_Activity list_:
[1] Answer these questions from the swine flu vaccine article:
(a) How many cases and deaths from the A(H1N1) virus does the article give for the United States?
(b) What has the CDC already delivered to manufacturers?
(c) Which agency will direct the study of the vaccine?
[2] Pick up the swine flu vaccine article after its final sentence and keep writing it.

_Provided text_:
>>
July 23, 2009
US To Test Swine Flu Vaccine
US officials are looking to launch clinical trials of a swine flu vaccine before the winter flu season begins.
"With the emergence of the 2009 H1N1 influenza virus, we have undertaken a collaborative and efficient process of vaccine development that is proceeding in stepwise fashion," said Anthony Fauci, director of the National Institute of Allergy and Infectious Diseases.
The United States has been hit the hardest by the A(H1N1) virus, with over 40,600 cases and 263 deaths.
The Centers for Disease Control and Prevention (CDC) has already delivered a seed virus to manufacturers to begin testing with new vaccines.
According to Fauci, they intend to "quickly evaluate these pilot lots to determine whether the vaccines are safe and to assess their ability to induce protective immune responses."
"These data will be factored into the decision about how and if to implement a 2009 H1N1 flu immunization program this fall," Fauci told the AFP.
Officials are concerned that the traditional flu season will accelerate the number of swine flu cases across the US.
"The trials are being conducted in a compressed timeframe in a race against the possible autumn resurgence of 2009 H1N1 flu infections that may occur at the same time as seasonal influenza virus strains begin to circulate widely in the Northern Hemisphere," the CDC issued in a statement.
The agency plans to administer the vaccines to volunteers as early as the second week of August. The National Institutes of Health (NIH) will direct the study of the vaccine.
<<
_Record extracts_:
>>
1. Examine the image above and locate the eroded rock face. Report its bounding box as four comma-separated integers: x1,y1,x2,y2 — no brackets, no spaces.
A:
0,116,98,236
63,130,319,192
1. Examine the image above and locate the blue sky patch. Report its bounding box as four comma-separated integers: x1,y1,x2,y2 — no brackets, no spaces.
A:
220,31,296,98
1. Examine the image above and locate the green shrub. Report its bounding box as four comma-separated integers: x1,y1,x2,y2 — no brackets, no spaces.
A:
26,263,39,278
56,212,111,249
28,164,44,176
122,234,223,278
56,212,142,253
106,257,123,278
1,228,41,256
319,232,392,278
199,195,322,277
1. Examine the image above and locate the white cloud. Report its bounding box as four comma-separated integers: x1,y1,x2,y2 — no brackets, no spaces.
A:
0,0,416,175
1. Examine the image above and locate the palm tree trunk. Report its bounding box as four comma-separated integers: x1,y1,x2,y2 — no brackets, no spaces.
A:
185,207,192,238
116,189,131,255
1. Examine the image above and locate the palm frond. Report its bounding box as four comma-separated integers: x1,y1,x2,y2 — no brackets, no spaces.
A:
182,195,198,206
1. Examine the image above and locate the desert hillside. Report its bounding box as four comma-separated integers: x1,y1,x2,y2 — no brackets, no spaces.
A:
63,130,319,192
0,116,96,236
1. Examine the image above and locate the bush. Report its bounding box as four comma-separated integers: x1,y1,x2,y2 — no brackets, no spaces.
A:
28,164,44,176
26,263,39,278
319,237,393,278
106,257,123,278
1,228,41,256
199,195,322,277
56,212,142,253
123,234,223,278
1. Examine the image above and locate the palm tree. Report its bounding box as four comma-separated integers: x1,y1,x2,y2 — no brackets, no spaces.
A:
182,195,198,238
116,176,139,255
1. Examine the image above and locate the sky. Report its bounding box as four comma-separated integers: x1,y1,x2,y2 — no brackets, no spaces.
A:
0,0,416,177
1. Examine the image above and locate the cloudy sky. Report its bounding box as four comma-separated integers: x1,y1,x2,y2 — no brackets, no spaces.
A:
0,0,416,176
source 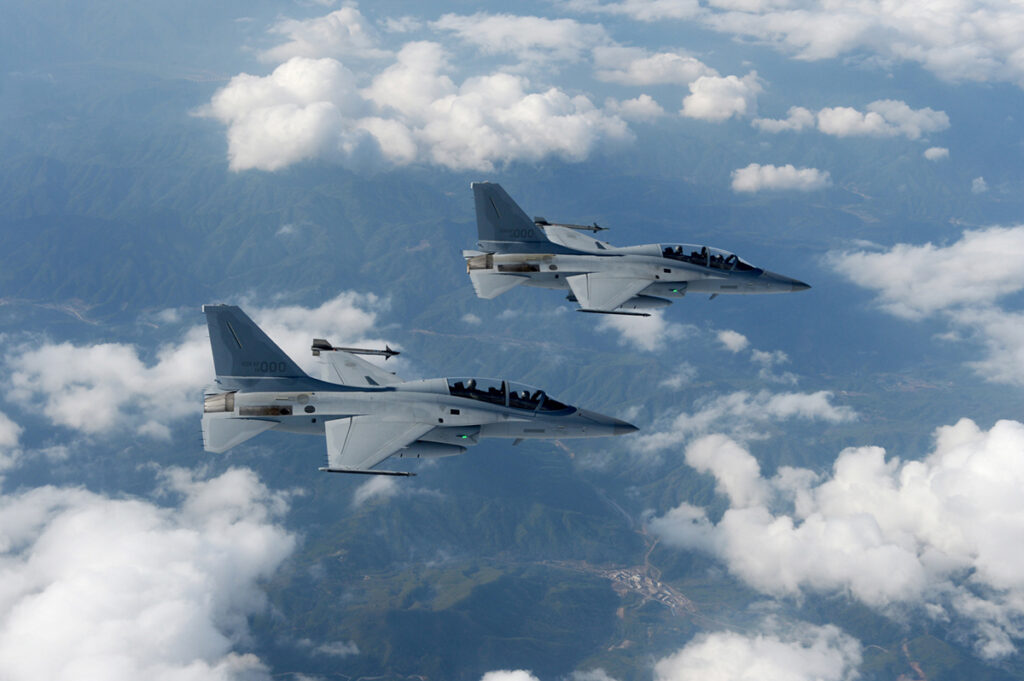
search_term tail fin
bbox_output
[470,182,548,250]
[203,305,306,378]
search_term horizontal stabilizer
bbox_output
[203,414,278,454]
[325,416,434,470]
[565,272,650,312]
[577,307,650,316]
[469,269,526,300]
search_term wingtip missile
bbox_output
[310,338,401,361]
[534,215,608,233]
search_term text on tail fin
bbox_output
[203,305,306,378]
[471,182,548,242]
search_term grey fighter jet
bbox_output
[203,305,637,475]
[463,182,810,316]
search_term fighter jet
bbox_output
[463,182,811,316]
[203,305,637,475]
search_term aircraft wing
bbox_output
[325,416,434,472]
[565,272,650,312]
[469,269,526,300]
[319,350,402,387]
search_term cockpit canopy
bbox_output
[447,378,569,412]
[660,244,758,271]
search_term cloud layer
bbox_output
[0,469,295,681]
[650,419,1024,658]
[829,225,1024,385]
[732,163,831,193]
[752,99,949,139]
[654,623,861,681]
[565,0,1024,86]
[6,292,393,438]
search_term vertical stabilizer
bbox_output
[203,305,306,378]
[470,182,548,251]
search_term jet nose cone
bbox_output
[612,419,640,435]
[761,269,811,293]
[580,409,640,435]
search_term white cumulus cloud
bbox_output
[206,42,632,171]
[4,292,384,438]
[752,99,949,139]
[260,6,389,62]
[631,390,857,455]
[829,225,1024,320]
[751,107,817,132]
[717,329,751,352]
[650,419,1024,657]
[597,310,695,352]
[828,225,1024,385]
[604,94,666,121]
[732,163,831,193]
[594,45,718,85]
[696,0,1024,85]
[430,12,611,62]
[654,623,861,681]
[0,469,295,681]
[679,72,762,123]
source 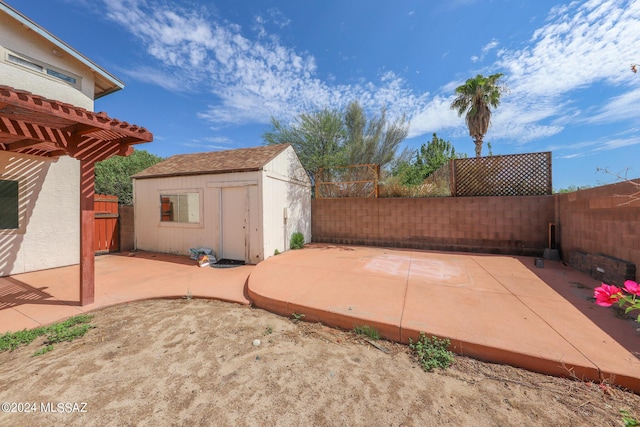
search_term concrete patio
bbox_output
[0,245,640,392]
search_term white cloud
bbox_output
[101,0,427,124]
[105,0,640,149]
[438,0,640,143]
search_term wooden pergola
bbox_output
[0,85,153,305]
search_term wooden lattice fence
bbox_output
[450,152,553,196]
[315,165,380,199]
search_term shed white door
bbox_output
[220,187,249,261]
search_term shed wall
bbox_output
[0,151,80,276]
[262,147,311,258]
[134,172,262,262]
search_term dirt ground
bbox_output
[0,299,640,426]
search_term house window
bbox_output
[6,52,80,88]
[160,193,200,224]
[0,180,19,230]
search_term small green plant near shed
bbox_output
[353,325,380,341]
[0,314,95,356]
[289,231,304,249]
[409,332,453,372]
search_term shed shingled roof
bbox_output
[132,144,290,179]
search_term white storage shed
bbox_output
[132,144,311,264]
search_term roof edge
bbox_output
[131,166,264,179]
[0,0,124,95]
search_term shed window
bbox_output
[160,193,200,224]
[0,180,19,230]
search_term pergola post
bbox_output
[80,160,95,305]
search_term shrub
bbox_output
[409,332,453,372]
[289,231,304,249]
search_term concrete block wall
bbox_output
[555,179,640,282]
[312,196,555,256]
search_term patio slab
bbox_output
[248,245,640,392]
[0,252,254,334]
[0,245,640,393]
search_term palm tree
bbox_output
[451,73,507,157]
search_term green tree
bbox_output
[262,109,346,181]
[451,73,507,157]
[344,101,409,168]
[95,150,164,205]
[262,102,409,180]
[392,133,459,185]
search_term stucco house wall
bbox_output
[0,3,130,276]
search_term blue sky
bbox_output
[8,0,640,189]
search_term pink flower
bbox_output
[593,283,622,307]
[624,280,640,296]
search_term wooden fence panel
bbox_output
[451,152,553,197]
[94,194,120,253]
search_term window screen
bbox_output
[160,193,200,223]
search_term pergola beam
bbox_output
[0,85,153,305]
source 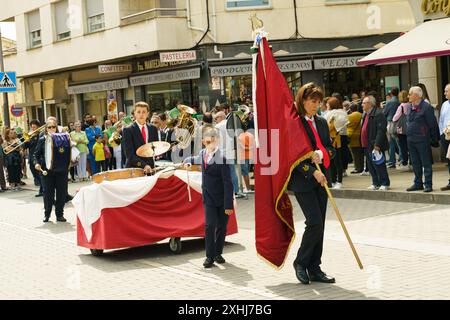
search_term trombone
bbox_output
[4,124,47,155]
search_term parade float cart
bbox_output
[72,168,238,256]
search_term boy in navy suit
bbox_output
[184,127,234,268]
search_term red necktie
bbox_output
[141,126,147,143]
[203,152,208,169]
[308,120,330,169]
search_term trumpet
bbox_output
[5,124,47,154]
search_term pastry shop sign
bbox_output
[421,0,450,17]
[159,50,197,63]
[98,64,132,73]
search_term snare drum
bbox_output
[92,168,145,183]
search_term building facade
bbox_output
[0,0,418,125]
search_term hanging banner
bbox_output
[106,90,118,123]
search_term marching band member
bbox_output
[33,120,71,222]
[288,83,335,284]
[122,102,158,174]
[184,127,234,268]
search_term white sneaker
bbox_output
[332,182,342,189]
[396,164,409,171]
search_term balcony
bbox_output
[120,0,186,26]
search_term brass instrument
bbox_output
[4,124,47,154]
[108,117,133,148]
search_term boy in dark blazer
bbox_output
[184,127,234,268]
[121,102,159,174]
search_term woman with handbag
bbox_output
[392,90,409,171]
[70,121,89,181]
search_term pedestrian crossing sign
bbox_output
[0,72,17,92]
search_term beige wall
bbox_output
[0,0,414,77]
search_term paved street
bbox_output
[0,180,450,299]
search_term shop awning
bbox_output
[358,18,450,66]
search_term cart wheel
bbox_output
[91,249,103,257]
[169,238,181,253]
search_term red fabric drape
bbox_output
[255,38,312,268]
[77,176,238,249]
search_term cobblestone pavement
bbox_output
[0,180,450,300]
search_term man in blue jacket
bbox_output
[406,87,439,192]
[184,127,234,268]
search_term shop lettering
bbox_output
[422,0,450,17]
[314,57,362,70]
[137,59,187,71]
[160,51,197,63]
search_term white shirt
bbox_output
[216,119,236,159]
[439,100,450,135]
[205,147,219,164]
[305,116,323,160]
[136,122,148,143]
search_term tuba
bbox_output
[169,104,198,149]
[4,124,47,154]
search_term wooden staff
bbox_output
[186,168,192,202]
[316,163,363,270]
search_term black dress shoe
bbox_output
[203,258,214,268]
[309,271,336,283]
[294,263,309,284]
[214,254,225,264]
[406,186,423,192]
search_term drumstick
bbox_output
[186,168,192,202]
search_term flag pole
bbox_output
[316,163,364,270]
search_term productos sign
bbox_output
[421,0,450,17]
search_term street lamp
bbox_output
[0,26,10,127]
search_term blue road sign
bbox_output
[0,72,17,92]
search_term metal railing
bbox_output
[120,8,187,25]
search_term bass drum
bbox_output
[92,168,145,183]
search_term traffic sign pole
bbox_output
[0,27,11,127]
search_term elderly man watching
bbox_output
[439,83,450,191]
[361,96,391,191]
[406,87,439,192]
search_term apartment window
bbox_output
[28,10,42,48]
[86,0,105,33]
[55,0,70,40]
[325,0,370,5]
[227,0,270,9]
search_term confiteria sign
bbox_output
[421,0,450,17]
<<
_Answers to the problems_:
[1]
(a) Over 40,600 cases and 263 deaths.
(b) A seed virus.
(c) The National Institutes of Health (NIH).

[2]
The NIH's main study sites will include hospitals in Baltimore, Iowa City, St. Louis, Houston, Cincinnati, Atlanta, Seattle, Nashville, and Kansas City.
Initial volunteers for the vaccines will be between 18 to 64 years of age, or 65 and over. According to the CDC, the volunteers will be given two vaccines 21 days apart. One has been created by Sanofi Pasteur, and a second created by CSL Biotherapies.
"If early information from those trials indicates that these vaccines are safe, similar trials in healthy children (aged six months to 17 years old) will begin," the statement said.
A separate trial will have volunteers take an H1N1 vaccine and a dose of seasonal flu vaccine.
Additional manufacturers will conduct company led tests on their vaccines, including a non-shot nasal spray vaccine.
Other nations, including Australia, have already begun administering trial vaccines of swine flu.
The pandemic has killed over 700 people since spreading from Mexico earlier this year.